▶ Exercise instructions: Please convert every line of the listing below into a JSON list of strings, with one string per line and no entries for blank lines.

## Begin Excerpted data

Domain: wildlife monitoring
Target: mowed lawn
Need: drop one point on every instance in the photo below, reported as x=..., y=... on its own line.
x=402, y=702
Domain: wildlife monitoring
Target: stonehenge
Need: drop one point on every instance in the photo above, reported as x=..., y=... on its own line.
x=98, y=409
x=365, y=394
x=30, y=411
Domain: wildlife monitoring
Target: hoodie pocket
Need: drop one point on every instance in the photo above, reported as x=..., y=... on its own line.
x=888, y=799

## End Excerpted data

▶ Answer to the task:
[
  "Domain: wildlife monitoring",
  "Target: mowed lawn",
  "Need: drop one point on every instance in the photo below, reported as x=..., y=... on its own line.",
  "x=402, y=702",
  "Domain: wildlife monitoring",
  "Target: stonehenge",
  "Need: drop one point on every instance in the photo above, reported as x=..., y=... on its own line.",
  "x=98, y=409",
  "x=365, y=394",
  "x=30, y=411",
  "Domain: wildlife monitoring",
  "Target: hoodie pocket",
  "Need: drop one point on every instance in the photo above, reported as x=..., y=... on its own line.",
  "x=888, y=799"
]